SUPPLIED MATERIAL Start Marker

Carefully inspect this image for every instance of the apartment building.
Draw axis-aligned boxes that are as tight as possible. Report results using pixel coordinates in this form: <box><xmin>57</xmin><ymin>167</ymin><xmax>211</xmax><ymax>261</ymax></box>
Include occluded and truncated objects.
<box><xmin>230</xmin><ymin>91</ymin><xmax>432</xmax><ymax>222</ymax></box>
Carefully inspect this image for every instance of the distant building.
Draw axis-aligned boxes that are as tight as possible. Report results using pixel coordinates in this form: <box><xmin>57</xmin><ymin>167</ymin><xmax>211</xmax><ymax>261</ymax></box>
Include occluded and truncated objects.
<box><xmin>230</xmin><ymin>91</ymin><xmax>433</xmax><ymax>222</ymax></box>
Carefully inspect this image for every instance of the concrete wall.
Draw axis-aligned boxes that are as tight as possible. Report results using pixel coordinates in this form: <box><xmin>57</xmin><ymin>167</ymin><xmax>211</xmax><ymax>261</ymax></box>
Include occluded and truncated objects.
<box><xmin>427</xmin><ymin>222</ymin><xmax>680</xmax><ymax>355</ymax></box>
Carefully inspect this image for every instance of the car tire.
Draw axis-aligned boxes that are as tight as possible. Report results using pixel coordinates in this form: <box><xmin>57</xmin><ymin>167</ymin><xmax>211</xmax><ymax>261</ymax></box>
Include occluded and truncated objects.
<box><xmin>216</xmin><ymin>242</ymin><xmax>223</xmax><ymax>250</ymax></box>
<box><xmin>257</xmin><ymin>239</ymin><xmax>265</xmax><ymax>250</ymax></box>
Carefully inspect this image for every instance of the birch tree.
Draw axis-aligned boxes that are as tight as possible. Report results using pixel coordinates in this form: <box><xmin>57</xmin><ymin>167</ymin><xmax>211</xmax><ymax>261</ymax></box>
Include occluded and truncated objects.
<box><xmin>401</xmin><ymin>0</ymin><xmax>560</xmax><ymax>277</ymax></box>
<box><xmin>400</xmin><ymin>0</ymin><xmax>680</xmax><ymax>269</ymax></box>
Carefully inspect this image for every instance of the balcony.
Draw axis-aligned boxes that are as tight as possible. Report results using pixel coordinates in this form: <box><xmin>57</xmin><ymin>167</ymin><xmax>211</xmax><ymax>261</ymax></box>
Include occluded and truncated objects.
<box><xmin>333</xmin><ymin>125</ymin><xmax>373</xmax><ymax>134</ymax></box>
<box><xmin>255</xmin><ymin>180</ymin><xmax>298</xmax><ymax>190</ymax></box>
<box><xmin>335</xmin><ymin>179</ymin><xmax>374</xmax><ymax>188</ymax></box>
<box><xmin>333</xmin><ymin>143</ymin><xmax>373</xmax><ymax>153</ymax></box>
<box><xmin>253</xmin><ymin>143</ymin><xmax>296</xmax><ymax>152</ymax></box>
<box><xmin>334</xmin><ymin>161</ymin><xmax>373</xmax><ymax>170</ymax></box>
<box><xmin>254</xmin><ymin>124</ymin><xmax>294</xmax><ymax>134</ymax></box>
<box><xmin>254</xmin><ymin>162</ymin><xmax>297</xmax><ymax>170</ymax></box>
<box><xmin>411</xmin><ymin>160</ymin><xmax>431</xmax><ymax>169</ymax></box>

SUPPLIED MATERIAL End Marker

• WHAT THE TASK ASKS:
Look at the material above and copy, word for word, its lines from the first through the one containing "Carefully inspect this image for every instance of the balcony.".

• SOLUTION FOR THIS EXERCISE:
Carefully inspect this image for every instance of the apartment building.
Draw axis-aligned boxes that are as tight as possible. Report results using pixel coordinates in this form: <box><xmin>57</xmin><ymin>167</ymin><xmax>211</xmax><ymax>261</ymax></box>
Include occluded and truncated objects.
<box><xmin>230</xmin><ymin>91</ymin><xmax>432</xmax><ymax>222</ymax></box>
Carefully inspect this image for every instance of the distant building.
Draw axis-aligned boxes that are as tight as possible. Report results using pixel coordinates in this form: <box><xmin>57</xmin><ymin>167</ymin><xmax>211</xmax><ymax>261</ymax></box>
Include occluded and truncated objects.
<box><xmin>230</xmin><ymin>91</ymin><xmax>433</xmax><ymax>222</ymax></box>
Carefully inspect this image for every instance of the concrete wall.
Draw axis-aligned boxes that are as tight as possible. Report results using pixel coordinates in this form: <box><xmin>57</xmin><ymin>167</ymin><xmax>211</xmax><ymax>261</ymax></box>
Include occluded and truncated objects.
<box><xmin>427</xmin><ymin>222</ymin><xmax>680</xmax><ymax>355</ymax></box>
Carefully inspect this image for every instance of the car tire.
Draw axis-aligned boxes that are as tight as possible. Report results using pixel coordinates in this form: <box><xmin>57</xmin><ymin>167</ymin><xmax>211</xmax><ymax>261</ymax></box>
Include occluded and truncated objects.
<box><xmin>216</xmin><ymin>242</ymin><xmax>223</xmax><ymax>250</ymax></box>
<box><xmin>257</xmin><ymin>239</ymin><xmax>265</xmax><ymax>250</ymax></box>
Carefully inspect this image for every instance of the birch tree.
Draw axis-aligned boxes that are as tight as possible. Report results using pixel coordinates in this form: <box><xmin>57</xmin><ymin>167</ymin><xmax>211</xmax><ymax>261</ymax></box>
Include occluded and truncated objects.
<box><xmin>401</xmin><ymin>0</ymin><xmax>560</xmax><ymax>277</ymax></box>
<box><xmin>400</xmin><ymin>0</ymin><xmax>680</xmax><ymax>269</ymax></box>
Carefully inspect this image for every instance of the balcony.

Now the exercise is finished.